#### RECORDS FOR THIS TASK ####
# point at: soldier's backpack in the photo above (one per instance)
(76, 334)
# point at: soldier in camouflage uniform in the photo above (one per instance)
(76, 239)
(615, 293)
####
• GIVEN TASK:
Retype the entire listing above line for line, leaving every character unchanged.

• REPLY:
# point at: soldier's backpack in the photo above (one per instance)
(76, 334)
# point at: soldier in camouflage uniform in the photo above (one per instance)
(76, 239)
(615, 293)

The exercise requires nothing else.